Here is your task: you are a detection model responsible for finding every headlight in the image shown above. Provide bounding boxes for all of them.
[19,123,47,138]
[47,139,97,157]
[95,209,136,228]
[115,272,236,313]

──────────────────────────────

Can you update these lines so that "headlight" becomes "taillight" and everything else stays the same?

Here is your task: you are a detection model responsible for finding every taillight in the image shown above. Provide bounding boxes for all of them.
[19,123,47,138]
[47,139,97,157]
[95,209,136,228]
[115,272,236,313]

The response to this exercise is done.